[Coordinate labeling data]

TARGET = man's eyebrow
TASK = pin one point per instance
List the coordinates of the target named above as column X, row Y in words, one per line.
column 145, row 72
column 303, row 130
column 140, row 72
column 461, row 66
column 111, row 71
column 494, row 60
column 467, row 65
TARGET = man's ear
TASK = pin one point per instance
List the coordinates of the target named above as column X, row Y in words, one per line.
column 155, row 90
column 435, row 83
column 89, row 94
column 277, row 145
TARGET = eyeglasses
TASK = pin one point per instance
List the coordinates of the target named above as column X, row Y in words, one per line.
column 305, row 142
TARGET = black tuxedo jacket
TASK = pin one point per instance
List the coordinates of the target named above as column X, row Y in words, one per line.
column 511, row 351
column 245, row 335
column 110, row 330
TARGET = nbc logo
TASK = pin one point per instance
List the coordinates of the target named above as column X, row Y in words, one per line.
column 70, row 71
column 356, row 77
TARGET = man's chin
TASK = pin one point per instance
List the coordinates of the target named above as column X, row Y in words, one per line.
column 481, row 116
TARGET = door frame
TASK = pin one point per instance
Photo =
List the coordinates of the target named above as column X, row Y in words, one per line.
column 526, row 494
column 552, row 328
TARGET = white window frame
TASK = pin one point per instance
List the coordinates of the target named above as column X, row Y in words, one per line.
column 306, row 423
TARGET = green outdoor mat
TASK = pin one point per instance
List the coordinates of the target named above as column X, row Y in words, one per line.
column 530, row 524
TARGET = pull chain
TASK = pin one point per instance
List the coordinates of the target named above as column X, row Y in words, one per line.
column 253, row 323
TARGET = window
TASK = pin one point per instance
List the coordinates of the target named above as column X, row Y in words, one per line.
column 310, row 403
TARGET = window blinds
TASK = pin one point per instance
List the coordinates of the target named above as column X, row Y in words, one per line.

The problem: Copy the lines of the listing from the one containing "TARGET = window blinds" through the end, replacing "window blinds" with "roller shades" and leaving everything else unchanged.

Completed task:
TARGET = roller shades
TASK = pin one point per instance
List the coordinates of the target named above as column X, row Y in words, one per line.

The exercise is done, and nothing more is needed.